• **What you will do**
Starting at the line that holds "query: the noun phrase to segment: whiteboard", set down each line through the end of the listing, exactly as written and with nothing added.

(Labeled contour entries)
================

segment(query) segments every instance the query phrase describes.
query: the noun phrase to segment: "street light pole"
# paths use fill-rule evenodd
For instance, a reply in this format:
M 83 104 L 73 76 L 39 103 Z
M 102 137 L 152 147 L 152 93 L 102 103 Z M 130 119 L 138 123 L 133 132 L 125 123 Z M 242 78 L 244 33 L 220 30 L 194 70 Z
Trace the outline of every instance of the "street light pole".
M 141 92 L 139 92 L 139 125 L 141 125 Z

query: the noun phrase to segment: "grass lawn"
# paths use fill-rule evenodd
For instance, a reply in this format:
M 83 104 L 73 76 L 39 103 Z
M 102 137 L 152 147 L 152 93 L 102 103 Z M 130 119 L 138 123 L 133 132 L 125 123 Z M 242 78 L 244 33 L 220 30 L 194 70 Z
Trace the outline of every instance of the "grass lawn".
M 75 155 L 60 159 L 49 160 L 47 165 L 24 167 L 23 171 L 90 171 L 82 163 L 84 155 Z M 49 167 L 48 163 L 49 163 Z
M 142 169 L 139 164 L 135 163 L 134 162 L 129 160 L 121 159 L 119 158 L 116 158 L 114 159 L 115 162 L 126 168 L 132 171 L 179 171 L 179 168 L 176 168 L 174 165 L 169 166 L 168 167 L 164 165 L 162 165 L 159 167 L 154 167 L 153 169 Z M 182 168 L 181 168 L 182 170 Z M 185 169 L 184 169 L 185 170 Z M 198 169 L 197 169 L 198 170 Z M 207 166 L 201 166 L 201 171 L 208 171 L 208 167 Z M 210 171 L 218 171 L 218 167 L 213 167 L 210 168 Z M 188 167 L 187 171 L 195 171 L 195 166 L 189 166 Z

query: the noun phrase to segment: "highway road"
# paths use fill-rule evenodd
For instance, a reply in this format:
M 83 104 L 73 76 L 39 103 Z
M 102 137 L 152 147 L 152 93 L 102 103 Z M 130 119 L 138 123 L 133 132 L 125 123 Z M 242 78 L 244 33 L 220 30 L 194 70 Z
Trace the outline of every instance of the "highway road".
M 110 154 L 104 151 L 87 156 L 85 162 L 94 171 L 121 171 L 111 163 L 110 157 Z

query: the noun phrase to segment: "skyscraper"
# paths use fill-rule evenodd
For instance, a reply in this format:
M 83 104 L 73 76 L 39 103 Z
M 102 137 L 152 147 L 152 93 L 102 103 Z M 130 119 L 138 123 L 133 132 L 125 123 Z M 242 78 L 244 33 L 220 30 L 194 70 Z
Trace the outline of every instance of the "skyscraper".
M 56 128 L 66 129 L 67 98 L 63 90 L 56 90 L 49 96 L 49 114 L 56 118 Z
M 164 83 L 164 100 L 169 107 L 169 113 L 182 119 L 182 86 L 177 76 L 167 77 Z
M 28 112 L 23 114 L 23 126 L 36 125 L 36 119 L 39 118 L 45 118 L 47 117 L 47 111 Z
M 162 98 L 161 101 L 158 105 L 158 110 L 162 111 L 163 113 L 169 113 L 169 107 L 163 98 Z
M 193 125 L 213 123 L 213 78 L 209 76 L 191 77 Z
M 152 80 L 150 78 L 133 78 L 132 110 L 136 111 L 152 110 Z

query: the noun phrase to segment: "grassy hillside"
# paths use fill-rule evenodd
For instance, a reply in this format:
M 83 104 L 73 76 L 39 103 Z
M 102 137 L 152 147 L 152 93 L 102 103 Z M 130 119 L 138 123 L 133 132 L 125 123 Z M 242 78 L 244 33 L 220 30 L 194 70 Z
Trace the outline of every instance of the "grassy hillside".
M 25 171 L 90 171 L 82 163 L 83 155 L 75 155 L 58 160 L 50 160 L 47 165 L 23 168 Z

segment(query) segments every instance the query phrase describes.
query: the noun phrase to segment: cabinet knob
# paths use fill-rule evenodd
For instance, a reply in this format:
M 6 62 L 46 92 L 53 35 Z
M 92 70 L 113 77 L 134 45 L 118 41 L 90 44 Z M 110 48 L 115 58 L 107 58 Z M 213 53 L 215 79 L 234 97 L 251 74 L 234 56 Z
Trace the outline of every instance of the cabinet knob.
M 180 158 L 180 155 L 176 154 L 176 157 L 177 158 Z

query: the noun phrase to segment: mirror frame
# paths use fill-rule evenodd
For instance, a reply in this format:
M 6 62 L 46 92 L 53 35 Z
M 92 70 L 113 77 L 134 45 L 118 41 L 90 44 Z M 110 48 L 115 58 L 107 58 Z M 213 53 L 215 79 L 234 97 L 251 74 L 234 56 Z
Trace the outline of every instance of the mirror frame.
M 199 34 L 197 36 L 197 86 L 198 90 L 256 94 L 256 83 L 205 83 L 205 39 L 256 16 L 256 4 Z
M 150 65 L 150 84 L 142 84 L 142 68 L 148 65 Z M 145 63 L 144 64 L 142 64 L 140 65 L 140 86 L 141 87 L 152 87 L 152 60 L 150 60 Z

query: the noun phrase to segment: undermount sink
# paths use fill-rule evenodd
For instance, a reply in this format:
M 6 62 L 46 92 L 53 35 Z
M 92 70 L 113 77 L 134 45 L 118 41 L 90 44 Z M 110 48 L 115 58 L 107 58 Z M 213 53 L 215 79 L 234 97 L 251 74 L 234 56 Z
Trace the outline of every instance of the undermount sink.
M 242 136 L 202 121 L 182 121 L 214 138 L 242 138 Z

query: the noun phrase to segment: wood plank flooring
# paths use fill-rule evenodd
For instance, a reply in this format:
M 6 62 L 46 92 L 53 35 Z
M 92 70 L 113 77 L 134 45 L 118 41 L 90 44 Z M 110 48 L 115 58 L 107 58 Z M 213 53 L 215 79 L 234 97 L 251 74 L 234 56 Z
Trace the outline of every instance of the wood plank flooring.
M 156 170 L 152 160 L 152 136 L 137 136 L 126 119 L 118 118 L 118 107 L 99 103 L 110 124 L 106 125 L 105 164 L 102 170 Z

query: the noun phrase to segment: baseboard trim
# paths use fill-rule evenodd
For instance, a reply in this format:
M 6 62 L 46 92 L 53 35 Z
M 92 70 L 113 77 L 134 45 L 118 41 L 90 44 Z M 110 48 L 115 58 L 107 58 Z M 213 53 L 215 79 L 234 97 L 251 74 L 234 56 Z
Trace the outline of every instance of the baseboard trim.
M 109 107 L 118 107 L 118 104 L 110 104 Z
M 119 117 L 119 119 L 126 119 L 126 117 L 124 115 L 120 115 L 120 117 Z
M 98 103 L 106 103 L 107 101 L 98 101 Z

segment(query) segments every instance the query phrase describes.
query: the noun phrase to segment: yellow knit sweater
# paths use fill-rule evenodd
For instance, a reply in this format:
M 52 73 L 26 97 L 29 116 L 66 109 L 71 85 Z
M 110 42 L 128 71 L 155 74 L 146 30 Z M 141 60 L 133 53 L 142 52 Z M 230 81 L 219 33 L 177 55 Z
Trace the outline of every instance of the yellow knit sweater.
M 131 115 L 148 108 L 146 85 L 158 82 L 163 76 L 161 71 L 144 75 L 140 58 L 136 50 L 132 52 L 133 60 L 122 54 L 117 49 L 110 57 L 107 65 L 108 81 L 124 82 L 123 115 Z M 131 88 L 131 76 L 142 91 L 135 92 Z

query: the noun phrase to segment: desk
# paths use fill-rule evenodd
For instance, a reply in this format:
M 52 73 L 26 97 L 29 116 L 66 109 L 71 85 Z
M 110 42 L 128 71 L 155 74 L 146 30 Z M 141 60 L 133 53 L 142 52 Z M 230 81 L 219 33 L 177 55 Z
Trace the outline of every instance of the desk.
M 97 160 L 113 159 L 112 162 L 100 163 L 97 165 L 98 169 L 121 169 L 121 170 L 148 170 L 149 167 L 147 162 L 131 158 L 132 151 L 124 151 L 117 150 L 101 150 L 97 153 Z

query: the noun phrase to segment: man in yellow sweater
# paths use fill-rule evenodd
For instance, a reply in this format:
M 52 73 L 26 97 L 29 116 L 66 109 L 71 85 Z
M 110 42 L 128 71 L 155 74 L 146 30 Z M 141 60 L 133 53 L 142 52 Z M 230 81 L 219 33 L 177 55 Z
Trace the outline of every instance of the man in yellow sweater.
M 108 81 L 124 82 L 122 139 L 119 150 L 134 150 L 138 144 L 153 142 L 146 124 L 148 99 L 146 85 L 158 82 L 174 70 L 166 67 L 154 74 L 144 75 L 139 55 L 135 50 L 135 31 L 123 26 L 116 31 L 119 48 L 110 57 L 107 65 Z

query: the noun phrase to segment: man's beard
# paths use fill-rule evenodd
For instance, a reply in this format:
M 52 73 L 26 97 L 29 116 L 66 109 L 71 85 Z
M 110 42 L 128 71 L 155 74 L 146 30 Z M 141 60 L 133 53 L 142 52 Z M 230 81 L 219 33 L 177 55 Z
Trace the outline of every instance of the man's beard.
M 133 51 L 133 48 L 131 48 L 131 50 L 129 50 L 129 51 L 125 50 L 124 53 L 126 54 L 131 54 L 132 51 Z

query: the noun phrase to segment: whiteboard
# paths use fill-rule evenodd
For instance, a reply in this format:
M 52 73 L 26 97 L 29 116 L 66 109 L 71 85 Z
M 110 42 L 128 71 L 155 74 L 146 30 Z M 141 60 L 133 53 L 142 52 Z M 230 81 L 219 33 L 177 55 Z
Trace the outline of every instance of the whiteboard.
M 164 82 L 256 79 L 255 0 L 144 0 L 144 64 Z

================

• **Result of the exercise**
query: the noun phrase to segment: whiteboard
# paths use fill-rule evenodd
For instance, a reply in this format:
M 52 73 L 26 97 L 29 116 L 66 109 L 71 85 Z
M 110 42 L 128 71 L 155 74 L 146 30 Z M 141 60 L 133 53 L 142 52 Z M 230 81 L 219 33 L 177 55 Z
Trace the outline of every instance of the whiteboard.
M 164 82 L 256 79 L 255 0 L 144 0 L 144 64 Z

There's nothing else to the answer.